**TEXT PASSAGE**
** BEGIN **

# It Was A Long Way To Carry Wood, In The Snow



## quads (Dec 23, 2009)

Under normal circumstances I would have driven right up to it, but this time I thought I would get stuck. It was good exercise for my legs.







So I carried it all out to the trail, just to haul and stack it somewhere else in the woods! I suppose I could have stacked it right where I cut it, and left it, but I have trouble keeping track of so many little stacks of wood.






As I carried the wood this morning, the east wind kept me company by howling in the treetops, in advance of the next winter storm.






After a couple days worth of cutting, this stack is big enough that I shouldn't be able to lose track of it. Time to move along to the other stacks.


----------



## thewoodlands (Dec 23, 2009)

Quads great pictures again, what type of wood did you cut and are you suppose to get more snow.

zap


----------



## bogydave (Dec 23, 2009)

Hey Quads.
Slow down, I'm getting tired just watching you. 
I have 1/2 dozen or so trees to cut & haven't got to them yet.
Life keeps getting in the way.

Great pictures, keep'em coming, they motivate several of us.


----------



## quads (Dec 23, 2009)

zapny said:
			
		

> Quads great pictures again, what type of wood did you cut and are you suppose to get more snow.
> 
> zap


That's mostly black oak and a little bit of white oak.

We're under a winter storm warning for tonight through Christmas.  So far nothing except a strong east wind.  I'm warming up by the stove before milking the cows.  The latest update says we should get 1/4 inch of ice and 6-12 inches of snow by Saturday.


----------



## quads (Dec 23, 2009)

bogydave said:
			
		

> Hey Quads.
> Slow down, I'm getting tired just watching you.
> I have 1/2 dozen or so trees to cut & haven't got to them yet.
> Life keeps getting in the way.
> ...


Can't slow down, I don't know what else I would do!  If we get this next snowstorm, that might stop me for awhile at least.  Although, I do have a few trees in the yard I've been saving for just such a circumstance...................


----------



## thewoodlands (Dec 23, 2009)

quads said:
			
		

> bogydave said:
> 
> 
> 
> ...



Quads is this your area?

http://www.weather.com/weather/map/interactive/53701?from=36hr_topnav_undeclared

zap


----------



## Jack Straw (Dec 23, 2009)

Quads,

How much land do you have? (I wish I had alot of land) I do enjoy your pics.


----------



## sublime68charger (Dec 23, 2009)

Nice looking Pic's,
and Yea the Weather for WI is not looking the best at the moment.


----------



## quads (Dec 24, 2009)

zapny said:
			
		

> Quads is this your area?
> 
> http://www.weather.com/weather/map/interactive/53701?from=36hr_topnav_undeclared
> 
> zap


Nope, I'm about 70 miles north of Madison.  North of Wisconsin Dells, south of Adams-Friendship.


----------



## quads (Dec 24, 2009)

Jack Straw said:
			
		

> Quads,
> 
> How much land do you have? (I wish I had alot of land) I do enjoy your pics.


The area where I do most of my firewood cutting is 80 acres (a tornado went through it in 2004).  Otherwise it's a combination of several of our old family farms, (and counting the fields, Christmas trees, a bluff, cow pastures) my family owns approximately 500 acres.

** END **

**INFORMATION SUPPLIED**
** BEGIN **

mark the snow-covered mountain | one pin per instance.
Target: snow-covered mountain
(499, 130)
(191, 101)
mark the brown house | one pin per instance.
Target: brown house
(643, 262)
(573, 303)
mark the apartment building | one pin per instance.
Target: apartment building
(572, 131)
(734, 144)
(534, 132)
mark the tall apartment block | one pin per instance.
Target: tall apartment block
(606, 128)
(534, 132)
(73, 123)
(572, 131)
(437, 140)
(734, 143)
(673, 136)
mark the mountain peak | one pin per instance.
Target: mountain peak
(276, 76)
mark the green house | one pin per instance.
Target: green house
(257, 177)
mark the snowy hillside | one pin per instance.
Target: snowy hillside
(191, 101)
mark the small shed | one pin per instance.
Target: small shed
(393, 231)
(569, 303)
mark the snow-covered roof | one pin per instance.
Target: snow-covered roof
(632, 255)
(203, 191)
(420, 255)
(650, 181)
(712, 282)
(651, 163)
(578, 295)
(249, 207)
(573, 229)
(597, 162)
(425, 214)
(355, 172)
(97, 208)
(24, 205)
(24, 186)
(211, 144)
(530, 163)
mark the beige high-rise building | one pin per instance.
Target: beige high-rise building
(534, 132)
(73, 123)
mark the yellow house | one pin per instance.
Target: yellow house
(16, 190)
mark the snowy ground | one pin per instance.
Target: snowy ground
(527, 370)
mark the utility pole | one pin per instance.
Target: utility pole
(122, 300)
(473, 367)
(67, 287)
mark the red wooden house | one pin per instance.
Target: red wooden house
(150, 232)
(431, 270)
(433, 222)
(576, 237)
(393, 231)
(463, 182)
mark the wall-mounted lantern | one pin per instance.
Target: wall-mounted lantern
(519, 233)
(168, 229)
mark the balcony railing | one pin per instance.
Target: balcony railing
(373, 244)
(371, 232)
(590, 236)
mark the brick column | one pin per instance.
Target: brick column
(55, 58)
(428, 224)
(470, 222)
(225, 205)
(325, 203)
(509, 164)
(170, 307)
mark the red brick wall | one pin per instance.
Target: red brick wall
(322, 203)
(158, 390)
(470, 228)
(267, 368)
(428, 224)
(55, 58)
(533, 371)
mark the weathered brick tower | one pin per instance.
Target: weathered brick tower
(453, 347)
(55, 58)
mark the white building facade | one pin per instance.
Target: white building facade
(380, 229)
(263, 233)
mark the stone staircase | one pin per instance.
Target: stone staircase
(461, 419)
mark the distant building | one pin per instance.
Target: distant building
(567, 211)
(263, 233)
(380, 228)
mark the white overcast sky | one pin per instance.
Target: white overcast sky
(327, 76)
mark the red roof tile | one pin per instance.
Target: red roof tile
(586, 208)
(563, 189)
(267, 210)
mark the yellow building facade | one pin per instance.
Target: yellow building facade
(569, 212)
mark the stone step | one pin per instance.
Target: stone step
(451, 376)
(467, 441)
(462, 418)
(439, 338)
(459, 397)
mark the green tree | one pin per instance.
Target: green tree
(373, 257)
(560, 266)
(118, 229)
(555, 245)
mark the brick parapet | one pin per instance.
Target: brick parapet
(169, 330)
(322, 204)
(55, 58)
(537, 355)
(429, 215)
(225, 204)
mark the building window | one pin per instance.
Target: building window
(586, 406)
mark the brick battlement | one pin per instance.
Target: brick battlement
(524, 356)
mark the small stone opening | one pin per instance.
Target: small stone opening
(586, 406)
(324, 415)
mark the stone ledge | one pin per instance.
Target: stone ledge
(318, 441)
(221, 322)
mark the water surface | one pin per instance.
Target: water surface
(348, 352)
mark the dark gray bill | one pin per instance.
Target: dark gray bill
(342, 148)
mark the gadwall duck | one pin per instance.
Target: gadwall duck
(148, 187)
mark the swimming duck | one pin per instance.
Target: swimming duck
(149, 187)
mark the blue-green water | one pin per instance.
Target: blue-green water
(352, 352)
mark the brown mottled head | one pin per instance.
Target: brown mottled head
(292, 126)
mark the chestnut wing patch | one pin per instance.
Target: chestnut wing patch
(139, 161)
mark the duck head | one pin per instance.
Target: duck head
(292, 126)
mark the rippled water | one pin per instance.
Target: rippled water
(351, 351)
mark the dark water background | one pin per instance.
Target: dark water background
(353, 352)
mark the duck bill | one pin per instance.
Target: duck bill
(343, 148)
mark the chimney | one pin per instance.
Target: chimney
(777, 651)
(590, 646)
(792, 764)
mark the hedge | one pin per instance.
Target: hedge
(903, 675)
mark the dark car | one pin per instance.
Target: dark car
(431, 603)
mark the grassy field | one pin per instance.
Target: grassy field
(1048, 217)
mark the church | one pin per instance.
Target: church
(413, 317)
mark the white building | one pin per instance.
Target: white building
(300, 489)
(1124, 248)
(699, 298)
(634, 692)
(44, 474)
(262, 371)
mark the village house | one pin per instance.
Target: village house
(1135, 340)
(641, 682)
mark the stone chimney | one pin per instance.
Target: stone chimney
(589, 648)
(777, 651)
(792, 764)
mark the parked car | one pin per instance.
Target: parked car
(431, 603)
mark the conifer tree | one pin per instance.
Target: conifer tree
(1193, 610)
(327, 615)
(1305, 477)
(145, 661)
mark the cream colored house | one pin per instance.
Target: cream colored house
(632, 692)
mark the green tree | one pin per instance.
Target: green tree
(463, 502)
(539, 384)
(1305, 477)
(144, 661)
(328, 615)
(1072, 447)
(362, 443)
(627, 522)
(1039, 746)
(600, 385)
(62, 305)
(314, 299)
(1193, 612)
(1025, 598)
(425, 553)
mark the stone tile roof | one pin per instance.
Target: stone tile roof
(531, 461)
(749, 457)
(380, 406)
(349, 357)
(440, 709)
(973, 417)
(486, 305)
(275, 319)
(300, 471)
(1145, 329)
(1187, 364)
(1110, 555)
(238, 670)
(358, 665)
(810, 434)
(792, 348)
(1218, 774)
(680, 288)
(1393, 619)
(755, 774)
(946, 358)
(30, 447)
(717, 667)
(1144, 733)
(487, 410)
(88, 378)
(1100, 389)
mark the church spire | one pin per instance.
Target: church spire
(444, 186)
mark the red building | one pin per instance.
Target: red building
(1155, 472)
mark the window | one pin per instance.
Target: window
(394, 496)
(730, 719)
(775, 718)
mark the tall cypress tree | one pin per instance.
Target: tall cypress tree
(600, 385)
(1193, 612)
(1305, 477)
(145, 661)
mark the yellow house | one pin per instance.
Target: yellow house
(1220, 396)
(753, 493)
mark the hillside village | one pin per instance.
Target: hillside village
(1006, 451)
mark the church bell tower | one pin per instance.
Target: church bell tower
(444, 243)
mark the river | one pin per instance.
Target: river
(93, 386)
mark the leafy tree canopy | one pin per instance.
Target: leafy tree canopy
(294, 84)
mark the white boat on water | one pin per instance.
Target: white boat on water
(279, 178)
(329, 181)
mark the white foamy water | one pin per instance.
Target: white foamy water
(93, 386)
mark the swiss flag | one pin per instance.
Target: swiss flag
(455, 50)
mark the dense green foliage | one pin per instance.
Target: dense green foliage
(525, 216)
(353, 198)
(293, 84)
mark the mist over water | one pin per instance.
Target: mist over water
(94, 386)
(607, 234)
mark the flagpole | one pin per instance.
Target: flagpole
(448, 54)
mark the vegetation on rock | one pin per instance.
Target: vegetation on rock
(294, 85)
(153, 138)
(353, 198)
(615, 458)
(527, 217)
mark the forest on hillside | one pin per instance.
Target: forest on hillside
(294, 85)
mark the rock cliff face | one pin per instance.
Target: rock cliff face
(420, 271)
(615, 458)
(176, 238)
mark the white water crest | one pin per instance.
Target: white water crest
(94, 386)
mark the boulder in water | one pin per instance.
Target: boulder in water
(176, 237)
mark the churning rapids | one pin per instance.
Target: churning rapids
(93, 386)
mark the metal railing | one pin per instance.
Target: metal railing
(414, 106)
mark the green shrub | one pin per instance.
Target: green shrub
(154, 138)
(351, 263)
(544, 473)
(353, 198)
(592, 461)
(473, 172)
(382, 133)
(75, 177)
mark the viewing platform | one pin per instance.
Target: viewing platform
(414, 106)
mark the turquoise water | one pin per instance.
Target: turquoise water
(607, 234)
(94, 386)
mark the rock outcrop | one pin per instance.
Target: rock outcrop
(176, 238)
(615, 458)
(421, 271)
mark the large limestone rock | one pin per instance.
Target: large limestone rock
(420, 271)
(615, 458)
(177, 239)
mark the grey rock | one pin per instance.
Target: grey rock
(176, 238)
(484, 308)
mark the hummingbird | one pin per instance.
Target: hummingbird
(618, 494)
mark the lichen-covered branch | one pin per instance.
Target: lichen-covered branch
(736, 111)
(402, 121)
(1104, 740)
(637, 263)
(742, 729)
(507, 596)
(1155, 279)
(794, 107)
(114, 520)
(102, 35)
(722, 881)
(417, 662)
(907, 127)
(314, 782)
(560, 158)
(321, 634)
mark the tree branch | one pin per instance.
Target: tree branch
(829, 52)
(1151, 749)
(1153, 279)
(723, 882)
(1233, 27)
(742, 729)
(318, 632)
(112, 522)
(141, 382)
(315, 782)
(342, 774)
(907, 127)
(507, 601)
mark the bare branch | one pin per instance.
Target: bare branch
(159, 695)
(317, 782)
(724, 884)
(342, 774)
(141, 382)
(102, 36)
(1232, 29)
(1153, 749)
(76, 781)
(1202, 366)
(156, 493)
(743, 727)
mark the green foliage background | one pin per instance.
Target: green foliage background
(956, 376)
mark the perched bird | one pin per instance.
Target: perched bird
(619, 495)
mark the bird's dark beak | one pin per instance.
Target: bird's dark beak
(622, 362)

** END **

**SHORT PROBLEM 1**
In the firewood thread, what kinds of wood did quads say were cut?
**SHORT PROBLEM 2**
State whether each statement agrees with the firewood thread, and quote the words that decide it: (a) The area where quads cuts most firewood is 80 acres. (b) Quads lives in Madison. (c) The forecast calls for 1/4 inch of ice.
**SHORT PROBLEM 3**
Extend the firewood thread past its final post.
The listing is separate material from the firewood thread.

**OUTPUT 1**
Mostly black oak and a little bit of white oak.

**OUTPUT 2**
(a) Yes: "The area where I do most of my firewood cutting is 80 acres"
(b) No: "Nope, I'm about 70 miles north of Madison."
(c) Yes: "The latest update says we should get 1/4 inch of ice and 6-12 inches of snow by Saturday."

**OUTPUT 3**
----------



## Shari (Dec 24, 2009)

Hey, quads!  You sound like the squirrels we have around here who forget when they buried nuts!    Nice pics! 

Seriously, ask Santa to get you one of those lesser expensive GPS units where you can log your longitude/latitude to locate your wood piles. 

We are planning a trip from Milwaukee to Marshfield soon - looks like we will have to watch the weather close.  Hubby & I were out late yesterday afternoon - slid around quite a bit - possibly time to get new tires on the SUV before a trip to Marshfield.

Shari


----------



## Shari (Dec 24, 2009)

PS LOVE your sled!

Shari


----------



## Jack Straw (Dec 24, 2009)

I wonder where that sled will be on Xmas eve?


----------



## quads (Dec 24, 2009)

Shari said:
			
		

> Hey, quads!  You sound like the squirrels we have around here who forget when they buried nuts!    Nice pics!
> 
> Seriously, ask Santa to get you one of those lesser expensive GPS units where you can log your longitude/latitude to locate your wood piles.
> 
> ...


We got 2 inches of sleet and snow last night, now it's a very light freezing rain.  Police scanner is busy with cars in the ditch.  So, if you're heading to Marshfield you'll be going through my area and it's pretty slippery around here right now!  Slippery everywhere else too I would imagine.

I do sometimes feel like that squirrel!  This may sound funny, but I have never actually seen a GPS unit, other than pictures in the Cabellas catalog.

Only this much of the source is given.